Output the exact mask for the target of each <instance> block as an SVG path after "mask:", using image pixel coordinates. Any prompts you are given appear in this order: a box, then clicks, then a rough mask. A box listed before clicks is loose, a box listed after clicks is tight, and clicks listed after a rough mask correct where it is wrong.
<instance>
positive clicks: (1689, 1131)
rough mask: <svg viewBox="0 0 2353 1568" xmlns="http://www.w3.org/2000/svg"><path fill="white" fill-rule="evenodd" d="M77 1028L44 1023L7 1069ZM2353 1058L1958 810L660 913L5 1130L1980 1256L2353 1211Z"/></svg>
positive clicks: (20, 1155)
+ + + +
- YOUR GOAL: Filter the entries down to the lines containing "mask". Copy each of those lines.

- WRITTEN ANSWER:
Output the exact mask for the target of each <instance> block as an SVG path after "mask:", using image pixel coordinates. Any prompts you are given appear in this order: a box, then clicks, then a rough mask. A box listed before clicks is loose, a box listed after clicks is tight, and clicks listed after a rough mask correct where it is wrong.
rough mask: <svg viewBox="0 0 2353 1568" xmlns="http://www.w3.org/2000/svg"><path fill="white" fill-rule="evenodd" d="M77 1028L44 1023L7 1069ZM2353 1058L1958 810L660 913L5 1130L1980 1256L2353 1211Z"/></svg>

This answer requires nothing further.